Task prompt
Every single entry below should be reproduced verbatim.

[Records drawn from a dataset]

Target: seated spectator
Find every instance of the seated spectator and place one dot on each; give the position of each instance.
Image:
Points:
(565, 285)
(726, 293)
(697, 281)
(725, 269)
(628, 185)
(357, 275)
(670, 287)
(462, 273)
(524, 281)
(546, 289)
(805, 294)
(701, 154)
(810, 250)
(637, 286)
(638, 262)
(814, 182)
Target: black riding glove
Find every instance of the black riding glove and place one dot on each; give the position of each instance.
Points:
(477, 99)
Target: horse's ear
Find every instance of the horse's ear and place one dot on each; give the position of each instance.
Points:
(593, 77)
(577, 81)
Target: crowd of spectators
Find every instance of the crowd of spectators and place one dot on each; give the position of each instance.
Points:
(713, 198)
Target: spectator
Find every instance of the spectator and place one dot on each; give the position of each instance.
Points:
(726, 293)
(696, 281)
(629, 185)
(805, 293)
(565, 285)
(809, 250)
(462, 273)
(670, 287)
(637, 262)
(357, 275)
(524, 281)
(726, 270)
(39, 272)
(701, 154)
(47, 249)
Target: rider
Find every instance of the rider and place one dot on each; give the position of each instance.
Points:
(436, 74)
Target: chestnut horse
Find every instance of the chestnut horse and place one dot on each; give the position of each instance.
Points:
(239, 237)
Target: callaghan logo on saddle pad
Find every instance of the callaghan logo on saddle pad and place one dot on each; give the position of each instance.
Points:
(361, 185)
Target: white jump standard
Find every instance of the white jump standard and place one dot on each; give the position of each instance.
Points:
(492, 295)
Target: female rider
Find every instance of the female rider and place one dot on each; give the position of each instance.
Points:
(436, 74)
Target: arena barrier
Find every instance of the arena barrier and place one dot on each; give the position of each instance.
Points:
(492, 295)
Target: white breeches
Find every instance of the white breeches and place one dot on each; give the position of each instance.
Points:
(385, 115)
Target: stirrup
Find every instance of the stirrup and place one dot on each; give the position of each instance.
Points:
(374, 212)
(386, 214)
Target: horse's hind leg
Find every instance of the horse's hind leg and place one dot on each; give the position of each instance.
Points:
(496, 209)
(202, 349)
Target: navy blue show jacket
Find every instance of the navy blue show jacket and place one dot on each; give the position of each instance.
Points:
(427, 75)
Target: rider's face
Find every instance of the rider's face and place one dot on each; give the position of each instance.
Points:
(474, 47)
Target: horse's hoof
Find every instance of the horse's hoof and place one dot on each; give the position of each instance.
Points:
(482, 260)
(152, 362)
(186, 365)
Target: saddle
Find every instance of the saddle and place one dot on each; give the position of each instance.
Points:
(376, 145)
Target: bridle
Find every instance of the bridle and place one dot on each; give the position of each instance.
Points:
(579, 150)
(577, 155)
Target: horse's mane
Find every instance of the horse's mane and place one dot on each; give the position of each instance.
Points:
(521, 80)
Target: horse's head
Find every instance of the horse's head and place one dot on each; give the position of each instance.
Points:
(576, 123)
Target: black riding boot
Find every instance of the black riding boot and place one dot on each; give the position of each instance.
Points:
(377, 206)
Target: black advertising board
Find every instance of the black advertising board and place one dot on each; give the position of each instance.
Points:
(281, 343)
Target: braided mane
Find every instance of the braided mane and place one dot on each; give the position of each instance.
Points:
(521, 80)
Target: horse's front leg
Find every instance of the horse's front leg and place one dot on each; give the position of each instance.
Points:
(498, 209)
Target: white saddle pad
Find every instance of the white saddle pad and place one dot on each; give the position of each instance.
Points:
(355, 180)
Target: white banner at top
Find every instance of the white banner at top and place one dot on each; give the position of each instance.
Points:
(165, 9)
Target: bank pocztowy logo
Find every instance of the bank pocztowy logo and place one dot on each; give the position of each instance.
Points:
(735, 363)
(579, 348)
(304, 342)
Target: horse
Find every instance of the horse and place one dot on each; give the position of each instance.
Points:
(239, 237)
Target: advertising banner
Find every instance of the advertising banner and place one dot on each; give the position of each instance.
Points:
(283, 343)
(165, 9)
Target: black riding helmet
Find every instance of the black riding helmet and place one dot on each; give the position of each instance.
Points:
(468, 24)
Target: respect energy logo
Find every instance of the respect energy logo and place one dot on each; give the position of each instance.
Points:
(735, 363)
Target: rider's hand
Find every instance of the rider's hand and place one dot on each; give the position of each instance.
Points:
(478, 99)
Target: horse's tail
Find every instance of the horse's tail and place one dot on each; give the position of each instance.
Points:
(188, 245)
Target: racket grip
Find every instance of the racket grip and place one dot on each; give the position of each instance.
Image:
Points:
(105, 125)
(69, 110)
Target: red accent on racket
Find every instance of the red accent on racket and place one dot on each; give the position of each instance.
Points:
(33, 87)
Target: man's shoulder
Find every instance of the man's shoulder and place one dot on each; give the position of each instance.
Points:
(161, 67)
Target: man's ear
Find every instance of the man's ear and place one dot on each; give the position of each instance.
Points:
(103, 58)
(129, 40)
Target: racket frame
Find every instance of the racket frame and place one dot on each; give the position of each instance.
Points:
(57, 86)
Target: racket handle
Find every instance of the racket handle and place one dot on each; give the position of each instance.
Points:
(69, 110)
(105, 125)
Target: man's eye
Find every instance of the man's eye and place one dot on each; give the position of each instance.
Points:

Written solution
Target: seated spectator
Find every instance of the seated spectator and place one dot on each; give the position of each instance.
Image:
Points:
(565, 285)
(726, 293)
(697, 281)
(725, 269)
(628, 185)
(357, 275)
(670, 287)
(462, 273)
(524, 281)
(546, 289)
(805, 294)
(701, 154)
(810, 250)
(637, 286)
(638, 262)
(814, 182)
Target: black riding glove
Find every instance of the black riding glove and place one dot on each; give the position of each instance.
Points:
(477, 99)
Target: horse's ear
Find every instance of the horse's ear and place one dot on each; give the position of each instance.
Points:
(593, 77)
(577, 81)
Target: crowd of spectators
Find every instance of the crowd of spectators and place one dot on each; give the position of each instance.
Points:
(713, 198)
Target: spectator
Find every instance of the spectator and place one dot on each; give the position of each instance.
Points:
(726, 293)
(696, 281)
(629, 185)
(805, 293)
(565, 285)
(809, 250)
(462, 273)
(670, 287)
(637, 262)
(357, 275)
(524, 281)
(726, 270)
(39, 272)
(701, 154)
(47, 249)
Target: rider
Find every instance of the rider and place one dot on each; give the position of each instance.
Points:
(436, 74)
Target: chestnut horse
Find every instance of the chestnut horse and place one dot on each; give the position of each instance.
Points:
(239, 237)
Target: callaghan logo on saddle pad
Find every instance of the callaghan logo on saddle pad and place one dot on each; give the position of each instance.
Points:
(361, 185)
Target: white jump standard
Find every instance of the white jump standard and place one dot on each; give the position of each instance.
Points:
(492, 295)
Target: female rider
Find every instance of the female rider and place one dot on each; give the position of each instance.
Points:
(436, 74)
Target: arena barrier
Find every instance of the arena barrier and place one dot on each; give the position of each instance.
Points:
(492, 295)
Target: white breeches
Find every instance of the white breeches and place one dot on each; give the position of each instance.
Points:
(385, 115)
Target: stirrup
Find every instance of the stirrup and place one dot on each; give the position of each instance.
Points:
(374, 212)
(386, 214)
Target: horse's hind leg
Find every instance of the horse's hind leg and place one dot on each; give the position of each instance.
Points:
(496, 209)
(202, 349)
Target: navy blue show jacket
Find every instance of the navy blue show jacket and place one dot on each; give the position of each instance.
Points:
(427, 75)
Target: rider's face
Find every instance of the rider's face and place one dot on each; give the position of each instance.
Points:
(474, 47)
Target: horse's hoof
Find every instance of the horse's hoof and place one dot on each; give the position of each instance.
Points:
(482, 260)
(152, 362)
(186, 365)
Target: saddle
Find every instance of the saddle and place one dot on each; give the position of each instance.
Points:
(376, 145)
Target: bridle
Find every instance of the bridle and place one dot on each; give the position of each instance.
Points:
(579, 150)
(577, 155)
Target: horse's mane
Find every instance of the horse's mane and place one dot on each; give the position of each instance.
Points:
(521, 80)
Target: horse's head
Find every instance of the horse's head and place one dot on each; give the position of each instance.
Points:
(576, 123)
Target: black riding boot
Find every instance of the black riding boot and place one dot on each; give the position of each instance.
Points:
(377, 206)
Target: black advertising board
Find every instance of the black advertising board and place one dot on each; give the position of each instance.
Points:
(281, 343)
Target: braided mane
Find every instance of the braided mane and place one dot on each; give the position of each instance.
Points:
(521, 80)
Target: horse's front leg
Find every instance of the horse's front leg and place one dot on each; give the position of each instance.
Points:
(498, 209)
Target: white saddle pad
Find every instance of the white saddle pad and place one dot on each; give the position of each instance.
Points:
(355, 180)
Target: white banner at top
Find every instance of the white banner at top and place one dot on each; give the position of each instance.
Points:
(165, 9)
Target: bank pocztowy logo
Find every instance of the bank pocztowy logo and place one dot on each; give the position of each instance.
Points:
(735, 363)
(579, 348)
(304, 342)
Target: horse
Find every instance of the horse and place one dot on each; give the position of each instance.
Points:
(239, 237)
Target: advertising banner
Find every instance of the advertising banner and place one dot on each; give the position of each instance.
Points:
(283, 343)
(165, 9)
Target: black riding helmet
Find every instance of the black riding helmet and place one dot on each; give the position of each instance.
Points:
(468, 24)
Target: respect energy logo
Find every instance of the respect energy logo and place one dot on each; give the position of each instance.
Points:
(735, 363)
Target: rider's hand
Find every instance of the rider's hand and place one dot on each; give the position of each instance.
Points:
(478, 99)
Target: horse's tail
Find every instance of the horse's tail and place one dot on each; give the position of each instance.
Points:
(188, 245)
Target: racket grip
Find every instance of the racket grip and place one dot on each; give the position of each instance.
Image:
Points:
(105, 125)
(69, 110)
Target: red accent on racket
Find every instance of the red accent on racket and place one dot on each; give the position of each instance.
Points:
(33, 87)
Target: man's shoulder
Find every instance of the man's shoulder and place one dot on each; give the position of each instance.
Points:
(161, 67)
Target: man's ear
Find every instance of the man's ear and place one dot on each; give the position of each instance.
Points:
(103, 58)
(129, 40)
Target: racket frame
Find every instance of the racket frame and place one dot on each; give the position of each instance.
Points:
(57, 86)
Target: racket handle
Find every instance of the racket handle and place one dot on each; give the position of each instance.
Points:
(69, 110)
(105, 125)
Target: man's eye
Find every instance of the man's eye and place one dot on each; give the position of each instance.
Points:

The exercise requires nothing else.